#### [WHAT THE EXERCISE ASKS]
Working from the records below, repeat exactly the lines starting at the line that contains "Would you kindly pick out the railing" and ending at the line that contains "Would you kindly pick out the vegetation", inclusive.

Photo-based referring expression data:
BEGIN

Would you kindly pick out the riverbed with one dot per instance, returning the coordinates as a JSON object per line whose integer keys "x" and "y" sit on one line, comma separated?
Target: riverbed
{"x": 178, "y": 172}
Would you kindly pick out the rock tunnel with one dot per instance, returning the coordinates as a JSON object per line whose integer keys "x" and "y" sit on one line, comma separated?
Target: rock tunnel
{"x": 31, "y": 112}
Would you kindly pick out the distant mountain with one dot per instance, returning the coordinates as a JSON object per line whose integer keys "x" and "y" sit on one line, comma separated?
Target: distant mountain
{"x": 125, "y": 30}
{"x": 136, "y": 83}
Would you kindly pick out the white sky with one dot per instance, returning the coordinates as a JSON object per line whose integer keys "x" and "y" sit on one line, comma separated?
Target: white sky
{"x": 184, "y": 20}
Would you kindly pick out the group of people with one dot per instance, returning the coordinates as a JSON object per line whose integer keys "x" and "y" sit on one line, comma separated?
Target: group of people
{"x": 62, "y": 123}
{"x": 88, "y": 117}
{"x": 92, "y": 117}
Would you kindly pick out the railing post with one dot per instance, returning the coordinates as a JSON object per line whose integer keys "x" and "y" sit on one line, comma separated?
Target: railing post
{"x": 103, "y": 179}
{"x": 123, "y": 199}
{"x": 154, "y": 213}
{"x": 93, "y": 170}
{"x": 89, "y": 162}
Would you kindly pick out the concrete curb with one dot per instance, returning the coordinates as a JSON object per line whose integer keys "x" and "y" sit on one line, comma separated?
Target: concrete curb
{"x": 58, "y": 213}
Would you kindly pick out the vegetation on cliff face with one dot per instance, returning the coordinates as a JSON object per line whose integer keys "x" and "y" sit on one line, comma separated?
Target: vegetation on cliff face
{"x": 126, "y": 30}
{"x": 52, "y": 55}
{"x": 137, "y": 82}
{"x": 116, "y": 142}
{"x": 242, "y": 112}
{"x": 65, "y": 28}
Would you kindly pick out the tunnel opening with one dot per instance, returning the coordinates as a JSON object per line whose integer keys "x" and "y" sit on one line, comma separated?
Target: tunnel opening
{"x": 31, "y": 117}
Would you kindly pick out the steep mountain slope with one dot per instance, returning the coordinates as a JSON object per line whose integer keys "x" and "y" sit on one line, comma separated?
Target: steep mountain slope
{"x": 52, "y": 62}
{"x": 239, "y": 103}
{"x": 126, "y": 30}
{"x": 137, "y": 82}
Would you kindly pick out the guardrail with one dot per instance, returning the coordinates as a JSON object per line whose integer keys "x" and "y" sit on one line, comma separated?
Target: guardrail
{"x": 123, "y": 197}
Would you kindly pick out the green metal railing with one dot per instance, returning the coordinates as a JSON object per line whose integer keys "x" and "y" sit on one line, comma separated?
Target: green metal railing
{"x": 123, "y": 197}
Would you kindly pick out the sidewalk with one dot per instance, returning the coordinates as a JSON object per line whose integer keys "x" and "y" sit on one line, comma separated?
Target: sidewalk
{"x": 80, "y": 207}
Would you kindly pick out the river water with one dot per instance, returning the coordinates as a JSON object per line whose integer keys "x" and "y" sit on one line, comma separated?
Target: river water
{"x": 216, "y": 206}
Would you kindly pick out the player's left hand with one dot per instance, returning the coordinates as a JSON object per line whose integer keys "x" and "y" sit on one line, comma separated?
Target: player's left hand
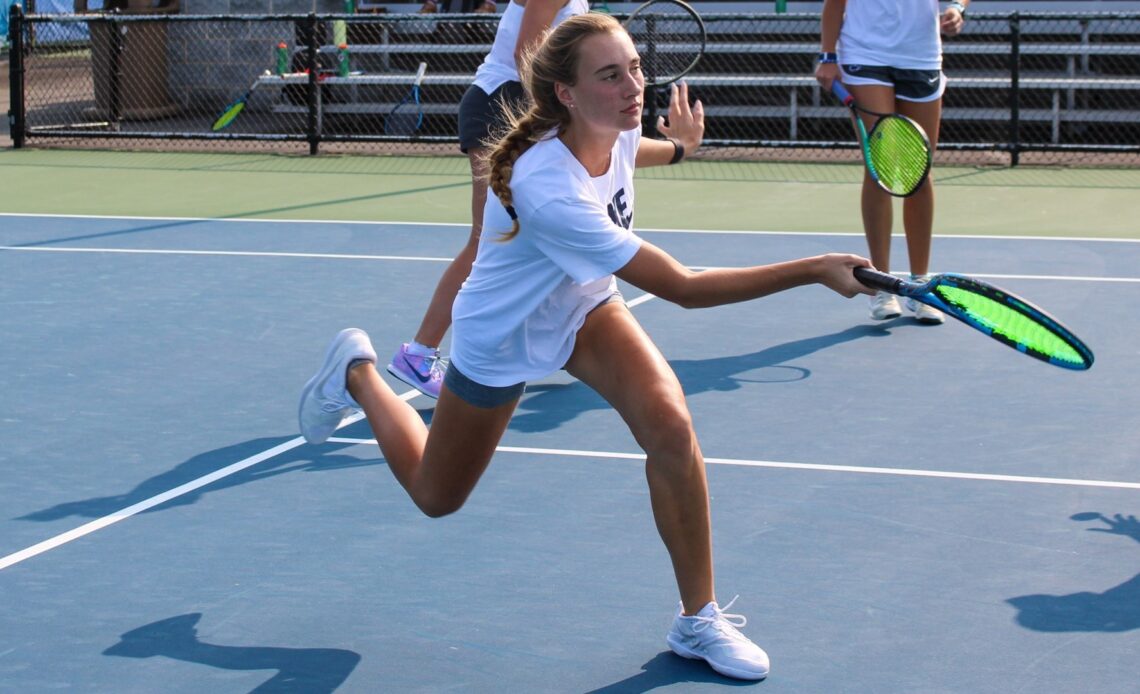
{"x": 685, "y": 121}
{"x": 952, "y": 21}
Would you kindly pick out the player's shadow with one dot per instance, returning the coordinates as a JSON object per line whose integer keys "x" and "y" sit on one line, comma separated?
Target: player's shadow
{"x": 302, "y": 458}
{"x": 1116, "y": 609}
{"x": 666, "y": 669}
{"x": 309, "y": 670}
{"x": 550, "y": 406}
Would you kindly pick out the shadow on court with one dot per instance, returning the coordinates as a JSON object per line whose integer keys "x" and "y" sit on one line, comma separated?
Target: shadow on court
{"x": 667, "y": 669}
{"x": 553, "y": 405}
{"x": 1114, "y": 610}
{"x": 299, "y": 459}
{"x": 550, "y": 407}
{"x": 314, "y": 670}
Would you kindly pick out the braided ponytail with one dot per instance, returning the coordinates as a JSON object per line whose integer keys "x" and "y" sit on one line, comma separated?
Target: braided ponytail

END

#### [ANSWER FOR THE TASK]
Would you kindly pick out the railing post with one dot per instance, returning the coordinates as a JSON object per line whose integer keys "x" and "y" sit on one line, comma separated?
Target: railing post
{"x": 103, "y": 179}
{"x": 123, "y": 199}
{"x": 154, "y": 213}
{"x": 93, "y": 170}
{"x": 89, "y": 162}
Would you kindly pick out the concrete curb with one dot per instance, returning the coordinates as a JSON object per line whose integer keys "x" and "y" sit on one line, comma separated?
Target: concrete curb
{"x": 58, "y": 213}
Would you kindly pick out the vegetation on cliff face with one dot per instance, returning the coordinates as a JSON object per line whose integer keys "x" and "y" sit on one line, comma separated?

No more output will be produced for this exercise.